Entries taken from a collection
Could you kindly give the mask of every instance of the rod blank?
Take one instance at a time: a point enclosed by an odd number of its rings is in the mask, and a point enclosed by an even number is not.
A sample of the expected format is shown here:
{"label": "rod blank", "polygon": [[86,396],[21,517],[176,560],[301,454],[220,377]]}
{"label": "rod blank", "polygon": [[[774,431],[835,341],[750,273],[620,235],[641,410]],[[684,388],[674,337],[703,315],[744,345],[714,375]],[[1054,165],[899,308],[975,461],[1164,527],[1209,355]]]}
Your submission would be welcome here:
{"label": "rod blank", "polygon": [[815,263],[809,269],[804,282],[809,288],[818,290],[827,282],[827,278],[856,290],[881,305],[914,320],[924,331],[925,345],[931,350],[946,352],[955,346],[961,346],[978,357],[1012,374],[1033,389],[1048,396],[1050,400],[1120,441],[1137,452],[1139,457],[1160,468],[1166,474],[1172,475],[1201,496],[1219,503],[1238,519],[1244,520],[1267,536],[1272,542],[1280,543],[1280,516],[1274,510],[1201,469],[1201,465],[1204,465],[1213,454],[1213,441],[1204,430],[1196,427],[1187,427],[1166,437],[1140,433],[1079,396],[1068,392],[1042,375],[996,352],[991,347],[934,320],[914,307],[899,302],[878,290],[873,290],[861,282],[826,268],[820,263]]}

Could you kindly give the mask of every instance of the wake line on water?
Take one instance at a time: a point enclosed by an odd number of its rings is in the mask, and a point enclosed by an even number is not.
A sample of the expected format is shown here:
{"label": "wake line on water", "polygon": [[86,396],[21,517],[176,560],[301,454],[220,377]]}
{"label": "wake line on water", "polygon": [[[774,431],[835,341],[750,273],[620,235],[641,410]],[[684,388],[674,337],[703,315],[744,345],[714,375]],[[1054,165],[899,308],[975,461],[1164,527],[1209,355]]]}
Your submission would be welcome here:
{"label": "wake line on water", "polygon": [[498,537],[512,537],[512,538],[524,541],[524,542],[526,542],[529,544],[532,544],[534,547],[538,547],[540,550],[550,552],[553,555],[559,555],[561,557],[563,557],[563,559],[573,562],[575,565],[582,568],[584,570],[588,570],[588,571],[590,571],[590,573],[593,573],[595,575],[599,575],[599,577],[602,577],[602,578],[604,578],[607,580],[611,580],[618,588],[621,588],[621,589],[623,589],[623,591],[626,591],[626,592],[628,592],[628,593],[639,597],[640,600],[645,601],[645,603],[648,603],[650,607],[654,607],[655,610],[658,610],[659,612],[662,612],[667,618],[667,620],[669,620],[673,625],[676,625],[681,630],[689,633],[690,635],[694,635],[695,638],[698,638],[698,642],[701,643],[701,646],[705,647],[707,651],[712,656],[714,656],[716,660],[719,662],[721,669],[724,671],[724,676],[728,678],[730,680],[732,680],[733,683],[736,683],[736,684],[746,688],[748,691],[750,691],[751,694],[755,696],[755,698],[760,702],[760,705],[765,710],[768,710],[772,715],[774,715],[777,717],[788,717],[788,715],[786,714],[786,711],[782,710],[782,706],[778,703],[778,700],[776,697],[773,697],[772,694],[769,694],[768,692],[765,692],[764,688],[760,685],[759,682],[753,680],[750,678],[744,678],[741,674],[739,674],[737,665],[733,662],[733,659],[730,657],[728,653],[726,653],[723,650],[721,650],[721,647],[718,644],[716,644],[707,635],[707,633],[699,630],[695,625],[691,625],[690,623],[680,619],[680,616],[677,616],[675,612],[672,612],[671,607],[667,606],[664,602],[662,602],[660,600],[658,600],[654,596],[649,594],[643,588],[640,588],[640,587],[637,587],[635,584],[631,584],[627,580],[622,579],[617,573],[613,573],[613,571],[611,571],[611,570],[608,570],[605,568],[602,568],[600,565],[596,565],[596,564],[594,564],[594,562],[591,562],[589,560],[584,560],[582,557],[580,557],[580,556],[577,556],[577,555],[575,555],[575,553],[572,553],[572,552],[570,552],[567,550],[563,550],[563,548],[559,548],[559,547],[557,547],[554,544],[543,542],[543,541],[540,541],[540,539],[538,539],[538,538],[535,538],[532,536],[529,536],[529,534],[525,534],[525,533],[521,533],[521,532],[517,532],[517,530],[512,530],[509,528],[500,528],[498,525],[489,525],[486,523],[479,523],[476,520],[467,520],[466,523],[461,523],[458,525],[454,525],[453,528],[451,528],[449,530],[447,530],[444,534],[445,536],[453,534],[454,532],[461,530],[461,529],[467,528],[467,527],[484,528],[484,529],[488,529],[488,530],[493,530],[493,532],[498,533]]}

### Task requirements:
Write all of the records out again exactly.

### Solution to the problem:
Could you kindly give the mask of every instance of the rod blank?
Take one instance at a time: a point enclosed by an odd number of its rings is in the mask, and a point enclosed by an even number is not.
A sample of the expected format is shown here:
{"label": "rod blank", "polygon": [[86,396],[21,517],[176,560],[301,454],[220,377]]}
{"label": "rod blank", "polygon": [[[774,431],[835,341],[750,273],[620,235],[641,410]],[[684,388],[674,337],[703,315],[744,345],[714,375]],[[1054,165],[899,308],[975,461],[1164,527],[1209,355]]]}
Your submission would be welcome here:
{"label": "rod blank", "polygon": [[815,263],[809,269],[804,282],[809,288],[818,290],[827,282],[827,278],[856,290],[881,305],[914,320],[924,331],[925,345],[931,350],[946,352],[955,346],[961,346],[978,357],[1012,374],[1033,389],[1048,396],[1050,400],[1120,441],[1137,452],[1139,457],[1160,468],[1166,474],[1172,475],[1201,496],[1219,503],[1238,519],[1244,520],[1267,536],[1272,542],[1280,543],[1280,516],[1274,510],[1201,469],[1201,465],[1204,465],[1213,454],[1213,441],[1204,430],[1196,427],[1187,427],[1166,437],[1140,433],[1079,396],[1068,392],[1042,375],[996,352],[991,347],[934,320],[914,307],[899,302],[878,290],[873,290],[861,282],[826,268],[820,263]]}

Could you kindly give the mask of every instance of the wake line on water?
Take one instance at a time: a point enclosed by an odd number of its rings is in the mask, and a point enclosed by an even number is not.
A sample of the expected format is shown here:
{"label": "wake line on water", "polygon": [[86,396],[21,517],[176,560],[301,454],[220,377]]}
{"label": "wake line on water", "polygon": [[[774,431],[835,341],[750,273],[620,235],[641,410]],[[684,388],[674,337],[703,315],[744,345],[714,375]],[[1054,165],[899,308],[975,461],[1164,527],[1209,355]]]}
Your submission would be welcome here:
{"label": "wake line on water", "polygon": [[498,537],[512,537],[512,538],[524,541],[524,542],[526,542],[529,544],[532,544],[534,547],[538,547],[540,550],[550,552],[553,555],[559,555],[561,557],[563,557],[563,559],[573,562],[575,565],[582,568],[584,570],[588,570],[588,571],[590,571],[590,573],[593,573],[595,575],[599,575],[599,577],[602,577],[602,578],[604,578],[607,580],[611,580],[618,588],[621,588],[621,589],[623,589],[623,591],[626,591],[626,592],[628,592],[628,593],[639,597],[640,600],[645,601],[645,603],[648,603],[650,607],[654,607],[655,610],[658,610],[659,612],[662,612],[667,618],[667,620],[669,620],[673,625],[676,625],[681,630],[689,633],[690,635],[694,635],[695,638],[698,638],[698,642],[701,643],[701,646],[705,647],[707,651],[712,656],[714,656],[716,660],[719,662],[721,669],[724,671],[724,676],[728,678],[730,680],[732,680],[733,683],[736,683],[736,684],[746,688],[748,691],[750,691],[751,694],[755,696],[755,698],[760,702],[760,705],[765,710],[768,710],[772,715],[774,715],[777,717],[788,717],[788,715],[786,714],[786,711],[782,710],[782,706],[778,703],[778,700],[776,697],[773,697],[772,694],[769,694],[768,692],[765,692],[764,688],[760,685],[759,682],[753,680],[750,678],[744,678],[741,674],[739,674],[737,665],[733,662],[733,659],[730,657],[728,653],[726,653],[723,650],[721,650],[721,647],[718,644],[716,644],[707,635],[707,633],[699,630],[695,625],[691,625],[690,623],[680,619],[680,616],[677,616],[675,612],[672,612],[671,607],[667,606],[664,602],[662,602],[660,600],[658,600],[654,596],[649,594],[643,588],[640,588],[640,587],[637,587],[635,584],[631,584],[627,580],[622,579],[617,573],[613,573],[613,571],[611,571],[611,570],[608,570],[605,568],[602,568],[600,565],[596,565],[596,564],[594,564],[594,562],[591,562],[589,560],[584,560],[582,557],[580,557],[580,556],[577,556],[577,555],[575,555],[575,553],[572,553],[572,552],[570,552],[567,550],[563,550],[563,548],[559,548],[559,547],[557,547],[554,544],[543,542],[543,541],[540,541],[540,539],[538,539],[538,538],[535,538],[532,536],[529,536],[529,534],[525,534],[525,533],[521,533],[521,532],[517,532],[517,530],[512,530],[509,528],[500,528],[498,525],[489,525],[486,523],[479,523],[476,520],[467,520],[466,523],[461,523],[458,525],[454,525],[453,528],[451,528],[449,530],[447,530],[444,534],[445,536],[453,534],[454,532],[461,530],[461,529],[467,528],[467,527],[484,528],[484,529],[488,529],[488,530],[493,530],[493,532],[498,533]]}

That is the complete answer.